╭─ EXTRACTO DE PÁGINA

En el marco de este principio, se hallan también las obligaciones de información o de consulta previa a la iniciación de actividades susceptibles de infligir daños sobre el ambiente más allá de las fronteras nacionales, las cuales están contempladas en los principios 18 y 19 de la Declaración de Río.
En opinión de Gutiérrez Espada,
[26] “parece aceptada ya la existencia de una norma general en cuya virtud los Estados tienen la obligación de mantener un intercambio regular de información acerca de sus actividades que pueda provocar efectos ambientales transfronterizos adversos con los Estados que puedan resultar afectados, así como llevar a cabo con ellos consultas en una fecha temprana y de buena fe”. Lo mismo ocurre con la obligación de notificar inmediatamente a otros de los desastres naturales u otras situaciones de emergencia que puedan producir efectos nocivos sobre el ambiente de esos Estados. El autor señala que la inclusión del principio en numerosos tratados bi o multilaterales, la afirmación de su valor jurídico en numerosas intervenciones estatales en los más diversos foros internacionales y la opinión mayoritaria de la doctrina más moderna, hace posible entender que la Declaración de Río en sus principios 18 y 19 recoge normas no escritas preexistentes a su adopción.
Derecho a participación ciudadana.
Los elementos constituyentes de este principio son, entre otros, el derecho a la información en materia de ambiental, el derecho a participar en los procesos de adopción de decisiones relativas al ambiente y el derecho de acceso a la justicia en condiciones no discriminatorias. En efecto, se atiende a la libertad de acceso a la información sobre el ambiente, es decir, que los Estados brinden dicha información a disposición de cualquier persona que lo solicite expresamente. El Principio 10 de la Declaración de Río establece al respecto que “el mejor modo de tratar las cuestiones ambientales es con la participación de todos los ciudadanos interesados, en el nivel que corresponda. En el plano nacional, toda persona deberá tener acceso adecuado a la información sobre el ambiente de que dispongan las autoridades públicas, incluida la información sobre los materiales y las actividades que encierran peligro en sus comunidades, así como la oportunidad de participar en los procesos de adopción de decisiones. Los Estados deberán facilitar y fomentar la sensibilización y la participación de la población poniendo la información a disposición de todos. Deberá proporcionarse acceso efectivo a los procedimientos judiciales y administrativos, entre éstos el resarcimiento de daños y los recursos pertinentes”.
Principio de precaución.

╰─
╭─ BLOQUE DE DATOS

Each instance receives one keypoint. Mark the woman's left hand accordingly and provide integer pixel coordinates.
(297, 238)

╰─

--- EJERCICIO PLANTEADO 1 ---
Reproduce tal cual el extracto sobre derecho ambiental entre "En el marco" y "Declaración de Río.", ambos incluidos.
--- EJERCICIO PLANTEADO 2 ---
Prosigue la redacción del extracto sobre derecho ambiental a partir de su última línea.
El material no interviene en absoluto en este ejercicio.

--- RESPUESTA 1 ---
En el marco de este principio, se hallan también las obligaciones de información o de consulta previa a la iniciación de actividades susceptibles de infligir daños sobre el ambiente más allá de las fronteras nacionales, las cuales están contempladas en los principios 18 y 19 de la Declaración de Río.

--- RESPUESTA 2 ---
Este principio ha sido llamado también “principio de acción precautoria”, y ha quedado consagrado en la Declaración de Río, en cuanto se exige a los Estados la aplicación amplia del criterio de precaución, conforme con sus capacidades. De acuerdo a ello, este principio exige que se adopten las medidas que sean necesarias para conjurar los peligros de daño grave e irreversible, incluso ante la falta de certeza científica. La falta de demostración científica no implica una actitud permisiva de las actividades lesivas para el ambiente, ni justifica una actitud pasiva de los Estados.
La Corte Internacional de Justicia, ha tenido la oportunidad de expedirse acerca de este principio en el caso del Proyecto Gabcíkovo – Nagymaros
[27], que dada su relevancia será comentado a continuación:
En 1977, Hungría y la por ese entonces Checoslovaquia (ahora Eslovaquia) firmaron un Tratado para la Construcción y Operación del Sistema de Exclusas de Gabcikovo-Nagymaros, a lo largo del río Danubio. Las obras iniciaron conjuntamente en 1978, sin embargo, debido a presiones internas, el gobierno húngaro decidió abandonar los trabajos en Nagymaros en octubre de 1989, aduciendo razones económicas y ambientales. Checoslovaquia protestó inmediatamente, y ante el fracaso de las negociaciones, en julio de 1993 se instauró un proceso ante la Corte Internacional de Justicia. En 1991, Checoslovaquia había comenzado a desarrollar una solución alternativa (Variante C), que incluía una derivación del Danubio en su territorio y la construcción de una presa y otras obras conexas. En respuesta, Hungría reclamó que su acceso al agua del Danubio se vería afectada por la Variante C, y dio por terminado el Tratado de 1977.
El río Danubio y sus afluentes, como recursos naturales, fueron elementos centrales en este litigio. Hungría sostenía que un estado de necesidad ambiental justificaba su decisión de suspender y abandonar las obras acordadas en el Tratado. Eslovaquia negó dicho Estado de cosas, y enfatizó que los únicos fundamentos para suspender y terminar un tratado se encuentran en los artículos 60 al 62 de la Convención de Viena sobre el Derecho de los Tratados, los cuales no incluyen la “necesidad ambiental”.
Estas posturas fueron percibidas como un choque entre el derecho clásicode los tratados y las normas en desarrollo del derecho ambiental internacional y de la responsabilidad del Estado.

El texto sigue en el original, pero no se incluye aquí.